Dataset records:
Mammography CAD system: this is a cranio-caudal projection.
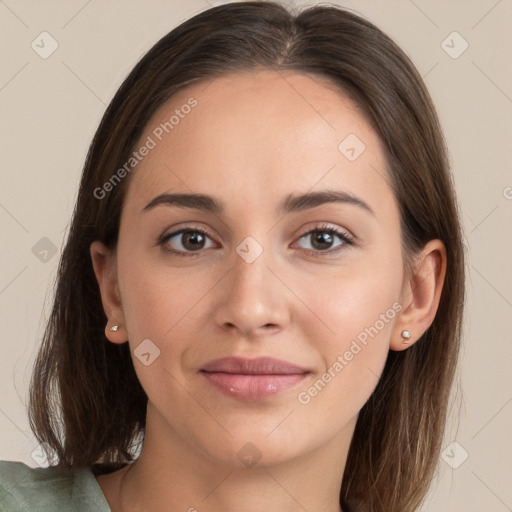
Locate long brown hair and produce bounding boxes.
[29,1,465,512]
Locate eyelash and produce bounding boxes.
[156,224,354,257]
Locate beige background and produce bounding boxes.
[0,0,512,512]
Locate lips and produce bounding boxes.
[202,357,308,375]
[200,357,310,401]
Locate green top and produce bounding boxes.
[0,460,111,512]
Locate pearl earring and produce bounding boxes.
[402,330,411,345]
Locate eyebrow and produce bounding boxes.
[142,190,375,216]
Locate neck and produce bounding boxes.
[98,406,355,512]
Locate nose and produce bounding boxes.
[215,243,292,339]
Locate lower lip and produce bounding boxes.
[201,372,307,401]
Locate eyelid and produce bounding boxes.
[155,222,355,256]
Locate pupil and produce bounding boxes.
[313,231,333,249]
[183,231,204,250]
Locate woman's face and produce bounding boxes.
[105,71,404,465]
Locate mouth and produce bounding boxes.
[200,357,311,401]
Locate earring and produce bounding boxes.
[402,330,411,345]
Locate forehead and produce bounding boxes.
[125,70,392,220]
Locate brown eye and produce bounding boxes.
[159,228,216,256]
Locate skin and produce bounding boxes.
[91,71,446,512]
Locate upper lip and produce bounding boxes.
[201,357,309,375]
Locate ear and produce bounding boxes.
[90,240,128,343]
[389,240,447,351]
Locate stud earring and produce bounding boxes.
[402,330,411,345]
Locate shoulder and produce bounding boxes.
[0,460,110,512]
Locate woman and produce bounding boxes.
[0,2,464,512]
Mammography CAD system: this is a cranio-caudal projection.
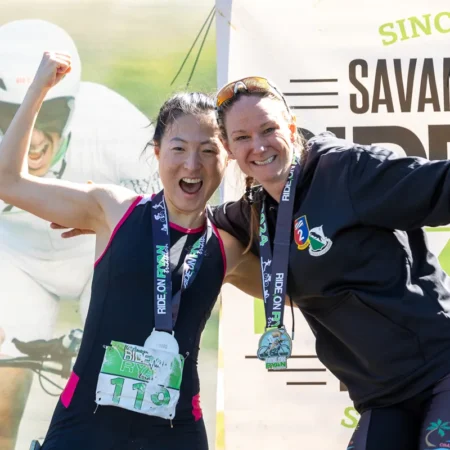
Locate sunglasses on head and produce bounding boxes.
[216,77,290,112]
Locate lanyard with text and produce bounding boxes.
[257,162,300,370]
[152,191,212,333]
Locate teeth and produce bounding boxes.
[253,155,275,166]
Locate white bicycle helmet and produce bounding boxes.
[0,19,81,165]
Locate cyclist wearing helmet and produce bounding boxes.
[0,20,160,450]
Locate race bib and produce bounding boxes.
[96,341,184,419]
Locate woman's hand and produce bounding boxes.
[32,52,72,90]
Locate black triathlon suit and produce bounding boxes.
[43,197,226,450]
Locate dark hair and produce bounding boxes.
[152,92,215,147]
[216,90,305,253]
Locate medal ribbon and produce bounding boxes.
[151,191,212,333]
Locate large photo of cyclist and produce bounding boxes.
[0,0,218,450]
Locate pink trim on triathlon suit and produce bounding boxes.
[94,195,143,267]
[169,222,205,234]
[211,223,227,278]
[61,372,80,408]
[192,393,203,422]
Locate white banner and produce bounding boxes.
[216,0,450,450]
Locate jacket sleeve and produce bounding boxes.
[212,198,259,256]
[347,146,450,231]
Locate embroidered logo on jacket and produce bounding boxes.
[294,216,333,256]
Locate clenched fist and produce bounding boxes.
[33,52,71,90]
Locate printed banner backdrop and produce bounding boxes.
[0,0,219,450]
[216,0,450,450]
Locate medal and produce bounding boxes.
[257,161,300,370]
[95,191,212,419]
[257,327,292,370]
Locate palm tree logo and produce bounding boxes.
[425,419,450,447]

Task: Reproduce all of the lines above, swapping each "Locate" for "Find" and changing nothing else. Leave the pictures out.

Exercise response:
Mammography CAD system: this is a cranio-caudal projection.
Find long brown hair and produce bounding boxes.
[29,1,465,512]
Find eyelash and produce bounding boxes.
[156,224,354,257]
Find beige background and produce bounding boxes.
[0,0,512,512]
Find lips and produce bounding boxes.
[202,357,308,375]
[200,357,310,401]
Find green top and produce bounding boxes.
[0,460,111,512]
Find pearl earring and produce bounding boxes.
[402,330,411,345]
Find eyebrow and produce bounding boxes.
[142,190,375,216]
Find neck and produce bounding boxes.
[98,406,355,512]
Find nose and produce bounding boxes.
[215,243,292,339]
Find lower lip and produce bounding boxes.
[201,372,307,401]
Find eyelid and produce bounding boxes.
[155,222,355,256]
Find pupil and produce bounding boxes.
[313,231,333,249]
[183,231,204,250]
Find woman's face and produce bounding boxes.
[105,71,404,465]
Find mouth and produce bounding boxes.
[200,357,311,401]
Find earring and produce bounding boxes.
[402,330,411,345]
Find forehead and produce bounding boxes.
[125,70,392,220]
Find brown eye and produce bounding boxes.
[159,228,216,256]
Find skin and produce bounding boxes.
[91,71,446,512]
Find upper lip and produce bounding boxes.
[201,357,309,375]
Find ear and produce bounding boxes.
[90,240,128,343]
[389,240,447,351]
Find stud earring and produce bounding boxes.
[402,330,411,345]
Find shoulder and produce bounding boxes.
[0,460,110,512]
Find woman and produce bounding boxes.
[0,2,464,512]
Mammography CAD system: this is a cranio-caudal projection.
Find sunglasses on head and produce bounding boxes.
[216,77,290,112]
Find lanyard with text and produce bounding boxes.
[257,162,300,370]
[152,191,212,333]
Find teeth and produce bounding boxes.
[253,155,275,166]
Find white bicycle helmet and produce bounding boxes.
[0,19,81,165]
Find cyclist wearing helmet and produce bounding boxes.
[0,20,160,450]
Find race bib and produce bounding boxes.
[96,341,184,419]
Find woman's hand and produce bounding boxes.
[32,52,72,90]
Find black triathlon suit and produce bounding boxes.
[43,197,226,450]
Find dark hair and produce bounding boxes.
[152,92,215,147]
[216,90,305,253]
Find medal ribbon and produce bounding boxes.
[151,191,212,333]
Find large photo of cyclist and produce bounding boxes.
[0,0,218,450]
Find pink trim on triathlon suit and produce bounding boxes.
[94,195,143,267]
[169,222,205,234]
[211,223,227,278]
[61,372,80,408]
[192,393,203,422]
Find white banner and produce bounding boxes.
[216,0,450,450]
Find jacket sleeve and produce bounding boxes.
[212,198,259,256]
[347,146,450,231]
Find embroidered logo on jacket and produce bounding boxes.
[294,216,333,256]
Find clenched fist and produce bounding boxes.
[33,52,71,90]
Find printed banner backdrop and produce bounding boxes.
[0,0,219,450]
[216,0,450,450]
Find medal and produce bounding boxes.
[257,161,300,370]
[95,191,212,419]
[257,327,292,370]
Find palm tree logo and produce bounding boxes.
[425,419,450,447]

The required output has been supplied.